**AIM OF THE TASK:** Identify every line in the rows below that contains the string "shirt", and copy each of those lines in full.

──────── RAW DATA

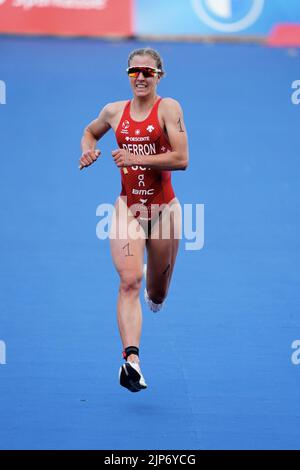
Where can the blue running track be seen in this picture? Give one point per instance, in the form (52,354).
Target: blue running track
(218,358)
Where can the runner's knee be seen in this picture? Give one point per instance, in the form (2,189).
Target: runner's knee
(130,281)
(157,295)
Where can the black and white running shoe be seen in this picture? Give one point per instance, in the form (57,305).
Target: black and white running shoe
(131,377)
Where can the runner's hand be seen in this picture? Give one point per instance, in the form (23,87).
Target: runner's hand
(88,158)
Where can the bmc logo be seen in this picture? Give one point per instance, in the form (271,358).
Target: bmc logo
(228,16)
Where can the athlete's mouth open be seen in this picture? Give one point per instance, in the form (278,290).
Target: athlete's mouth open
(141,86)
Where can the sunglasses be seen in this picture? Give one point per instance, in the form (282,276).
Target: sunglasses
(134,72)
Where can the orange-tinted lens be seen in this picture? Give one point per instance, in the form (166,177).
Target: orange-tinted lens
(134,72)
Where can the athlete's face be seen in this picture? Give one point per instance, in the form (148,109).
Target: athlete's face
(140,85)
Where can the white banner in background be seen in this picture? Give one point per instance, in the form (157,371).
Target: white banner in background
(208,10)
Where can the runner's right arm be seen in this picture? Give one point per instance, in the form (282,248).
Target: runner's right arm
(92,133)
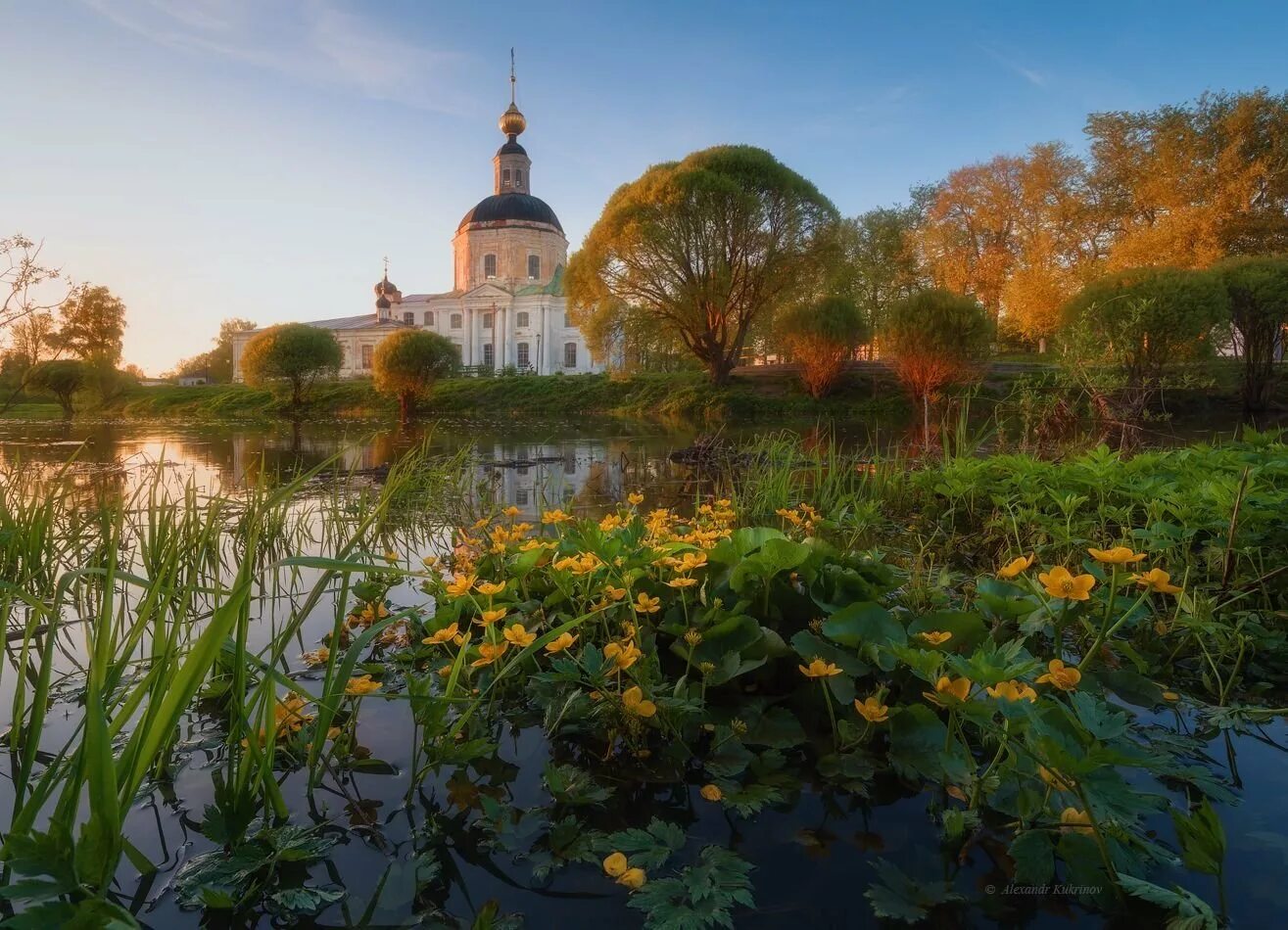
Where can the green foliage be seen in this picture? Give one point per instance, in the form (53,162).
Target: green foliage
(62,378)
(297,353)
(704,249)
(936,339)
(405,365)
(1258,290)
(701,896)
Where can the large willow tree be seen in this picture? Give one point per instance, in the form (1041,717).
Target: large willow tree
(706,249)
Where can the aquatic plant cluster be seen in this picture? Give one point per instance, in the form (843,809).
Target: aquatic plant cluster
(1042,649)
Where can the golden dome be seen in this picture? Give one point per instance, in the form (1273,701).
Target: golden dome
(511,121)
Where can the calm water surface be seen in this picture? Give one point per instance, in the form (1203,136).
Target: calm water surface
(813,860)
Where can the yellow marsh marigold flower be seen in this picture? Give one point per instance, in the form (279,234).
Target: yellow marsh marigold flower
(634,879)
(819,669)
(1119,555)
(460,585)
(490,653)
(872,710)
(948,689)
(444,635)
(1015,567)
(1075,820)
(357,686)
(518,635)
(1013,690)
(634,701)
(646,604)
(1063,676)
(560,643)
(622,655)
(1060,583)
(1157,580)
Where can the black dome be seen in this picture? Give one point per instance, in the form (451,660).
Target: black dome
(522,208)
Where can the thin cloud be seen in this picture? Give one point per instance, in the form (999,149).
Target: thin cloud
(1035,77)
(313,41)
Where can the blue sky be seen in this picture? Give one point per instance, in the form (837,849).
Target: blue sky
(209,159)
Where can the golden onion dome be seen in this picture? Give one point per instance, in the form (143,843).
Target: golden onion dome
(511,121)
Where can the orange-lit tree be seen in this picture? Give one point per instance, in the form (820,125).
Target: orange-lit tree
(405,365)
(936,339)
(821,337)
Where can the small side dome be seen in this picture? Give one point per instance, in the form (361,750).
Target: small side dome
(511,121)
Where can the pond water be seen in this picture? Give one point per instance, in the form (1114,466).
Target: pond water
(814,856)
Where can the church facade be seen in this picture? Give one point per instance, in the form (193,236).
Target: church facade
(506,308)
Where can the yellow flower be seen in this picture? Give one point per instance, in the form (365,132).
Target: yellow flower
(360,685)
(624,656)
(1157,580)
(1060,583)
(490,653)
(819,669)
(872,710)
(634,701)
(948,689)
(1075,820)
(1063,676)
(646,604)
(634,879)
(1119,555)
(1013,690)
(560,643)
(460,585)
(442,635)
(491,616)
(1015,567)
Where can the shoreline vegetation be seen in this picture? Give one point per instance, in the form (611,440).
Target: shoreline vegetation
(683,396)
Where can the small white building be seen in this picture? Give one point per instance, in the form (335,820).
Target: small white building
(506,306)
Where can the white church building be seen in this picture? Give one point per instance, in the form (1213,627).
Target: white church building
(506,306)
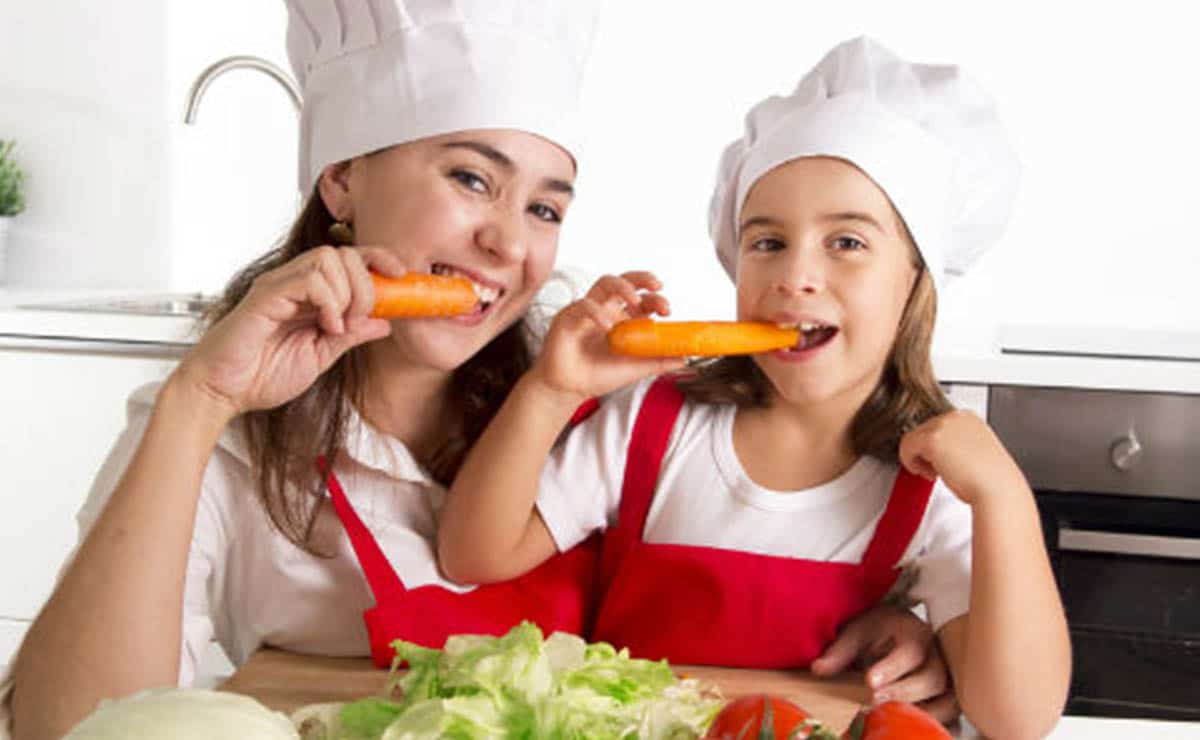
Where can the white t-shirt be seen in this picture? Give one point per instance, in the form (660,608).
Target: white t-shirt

────────────────
──────── RAW DATA

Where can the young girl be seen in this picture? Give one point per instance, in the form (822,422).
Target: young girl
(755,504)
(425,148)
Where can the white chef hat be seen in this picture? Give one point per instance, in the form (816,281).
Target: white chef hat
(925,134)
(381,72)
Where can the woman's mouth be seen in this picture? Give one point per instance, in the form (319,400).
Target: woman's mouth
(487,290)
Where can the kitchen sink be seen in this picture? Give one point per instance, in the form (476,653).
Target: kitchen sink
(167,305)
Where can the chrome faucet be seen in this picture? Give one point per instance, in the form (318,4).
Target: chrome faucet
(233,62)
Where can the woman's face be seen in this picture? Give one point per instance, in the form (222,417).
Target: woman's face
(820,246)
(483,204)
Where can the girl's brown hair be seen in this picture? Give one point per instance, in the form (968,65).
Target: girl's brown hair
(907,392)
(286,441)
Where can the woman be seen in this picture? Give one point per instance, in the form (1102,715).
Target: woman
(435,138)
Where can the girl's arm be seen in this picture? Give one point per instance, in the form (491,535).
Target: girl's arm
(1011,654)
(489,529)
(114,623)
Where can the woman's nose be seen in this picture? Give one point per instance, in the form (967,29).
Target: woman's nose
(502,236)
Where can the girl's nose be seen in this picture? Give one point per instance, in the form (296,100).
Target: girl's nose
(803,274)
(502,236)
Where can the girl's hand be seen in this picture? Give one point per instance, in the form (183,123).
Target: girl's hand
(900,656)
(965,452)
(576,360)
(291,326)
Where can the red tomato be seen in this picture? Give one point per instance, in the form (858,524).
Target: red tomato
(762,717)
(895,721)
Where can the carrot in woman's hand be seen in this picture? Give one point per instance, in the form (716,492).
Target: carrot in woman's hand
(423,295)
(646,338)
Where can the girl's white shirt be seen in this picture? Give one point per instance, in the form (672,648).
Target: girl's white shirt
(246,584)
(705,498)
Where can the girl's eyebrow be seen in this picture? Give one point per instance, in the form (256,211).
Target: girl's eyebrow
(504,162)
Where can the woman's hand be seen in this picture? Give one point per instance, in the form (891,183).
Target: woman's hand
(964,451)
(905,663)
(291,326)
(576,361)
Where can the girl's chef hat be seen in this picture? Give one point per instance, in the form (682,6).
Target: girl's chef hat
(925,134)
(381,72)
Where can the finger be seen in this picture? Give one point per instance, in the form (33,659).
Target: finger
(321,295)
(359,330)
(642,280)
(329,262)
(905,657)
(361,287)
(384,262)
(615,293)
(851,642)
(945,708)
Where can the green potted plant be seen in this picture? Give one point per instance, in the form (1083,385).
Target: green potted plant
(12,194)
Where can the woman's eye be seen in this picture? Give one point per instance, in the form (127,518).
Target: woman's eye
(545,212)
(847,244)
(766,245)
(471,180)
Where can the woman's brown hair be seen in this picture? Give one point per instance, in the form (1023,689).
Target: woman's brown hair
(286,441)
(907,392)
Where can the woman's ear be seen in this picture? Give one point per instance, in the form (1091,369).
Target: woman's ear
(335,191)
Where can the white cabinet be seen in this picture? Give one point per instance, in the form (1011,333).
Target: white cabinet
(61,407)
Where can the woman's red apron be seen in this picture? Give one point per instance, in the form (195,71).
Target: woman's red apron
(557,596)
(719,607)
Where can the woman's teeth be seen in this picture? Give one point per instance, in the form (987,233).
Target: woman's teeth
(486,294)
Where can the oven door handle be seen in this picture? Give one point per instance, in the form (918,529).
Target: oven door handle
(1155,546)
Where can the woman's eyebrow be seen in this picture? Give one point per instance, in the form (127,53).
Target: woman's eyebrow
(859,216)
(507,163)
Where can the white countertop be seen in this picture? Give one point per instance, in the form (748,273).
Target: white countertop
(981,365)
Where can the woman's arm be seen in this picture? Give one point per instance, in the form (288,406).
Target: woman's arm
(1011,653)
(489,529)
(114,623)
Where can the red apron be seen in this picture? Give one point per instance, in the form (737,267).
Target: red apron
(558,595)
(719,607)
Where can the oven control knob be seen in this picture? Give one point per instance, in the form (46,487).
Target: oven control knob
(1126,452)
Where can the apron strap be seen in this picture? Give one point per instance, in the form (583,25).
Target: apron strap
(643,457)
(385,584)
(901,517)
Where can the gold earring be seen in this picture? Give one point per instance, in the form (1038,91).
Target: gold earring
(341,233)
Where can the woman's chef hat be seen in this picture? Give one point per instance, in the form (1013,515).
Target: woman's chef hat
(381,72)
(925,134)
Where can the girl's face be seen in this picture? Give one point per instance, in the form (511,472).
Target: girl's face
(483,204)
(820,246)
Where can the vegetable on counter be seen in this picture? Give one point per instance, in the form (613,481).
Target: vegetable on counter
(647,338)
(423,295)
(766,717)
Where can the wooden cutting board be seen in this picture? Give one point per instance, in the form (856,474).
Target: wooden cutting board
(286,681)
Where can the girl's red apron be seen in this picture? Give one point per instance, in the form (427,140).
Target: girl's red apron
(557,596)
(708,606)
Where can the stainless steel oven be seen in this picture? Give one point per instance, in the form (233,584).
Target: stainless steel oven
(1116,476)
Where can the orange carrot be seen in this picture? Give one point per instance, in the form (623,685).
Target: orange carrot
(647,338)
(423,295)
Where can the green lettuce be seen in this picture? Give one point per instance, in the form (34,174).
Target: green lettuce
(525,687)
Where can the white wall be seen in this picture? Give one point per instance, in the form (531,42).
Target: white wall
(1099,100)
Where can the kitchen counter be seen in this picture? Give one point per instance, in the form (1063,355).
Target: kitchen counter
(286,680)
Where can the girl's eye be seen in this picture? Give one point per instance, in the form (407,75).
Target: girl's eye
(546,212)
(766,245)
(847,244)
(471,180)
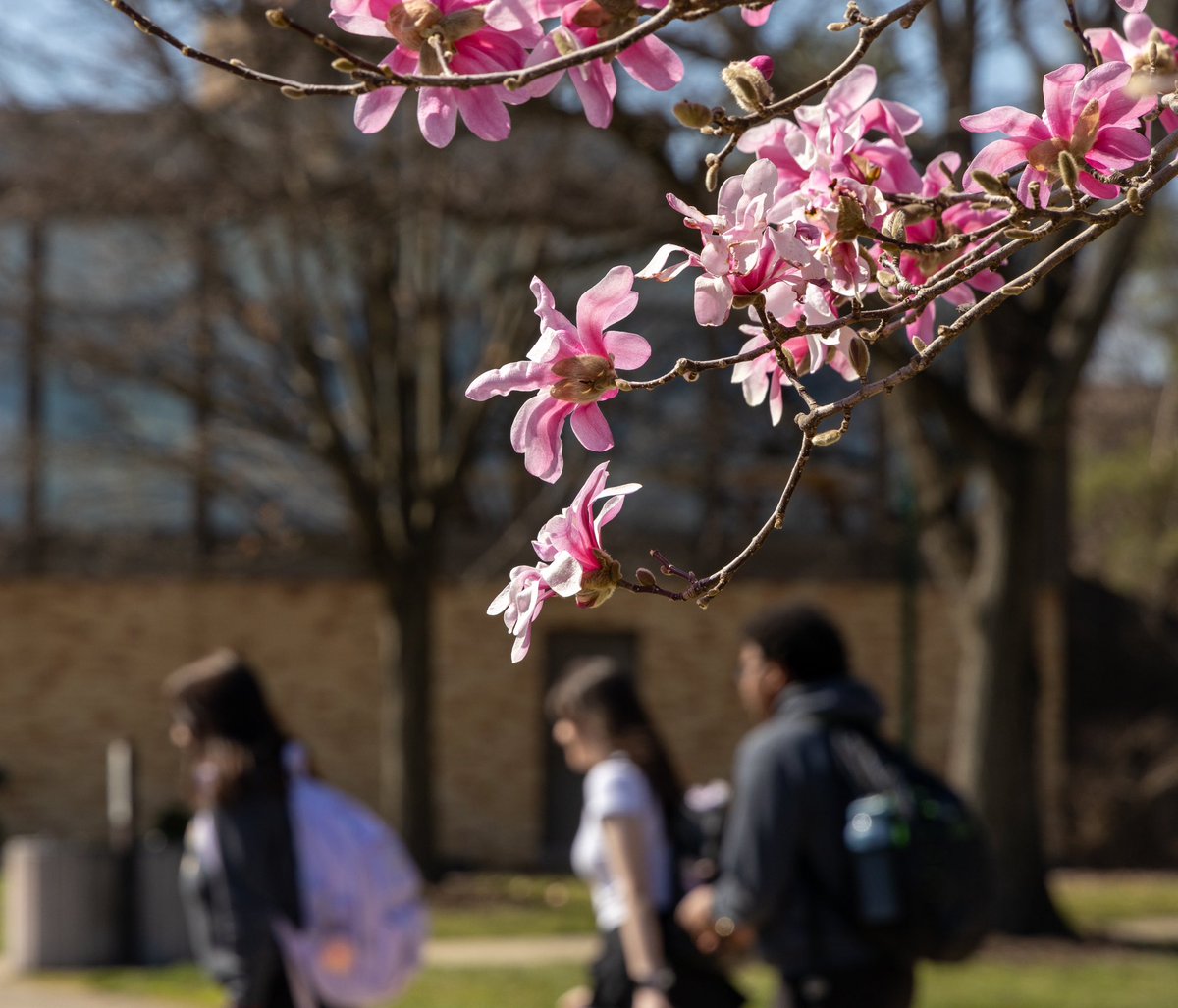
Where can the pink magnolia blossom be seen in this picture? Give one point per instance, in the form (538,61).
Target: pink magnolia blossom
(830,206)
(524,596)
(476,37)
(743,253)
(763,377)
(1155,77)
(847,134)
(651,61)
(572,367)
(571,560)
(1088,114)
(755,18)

────────────────

**OUTPUT FOR THIS EXERCISE:**
Where can the white t-shirt be seen in this picture? Give one point per instance, in the form (660,608).
Target: white t-shirt
Where can the girl's white shirt be seen in this picture? Give one point per instance, in the form (672,648).
Target: girl's white shirt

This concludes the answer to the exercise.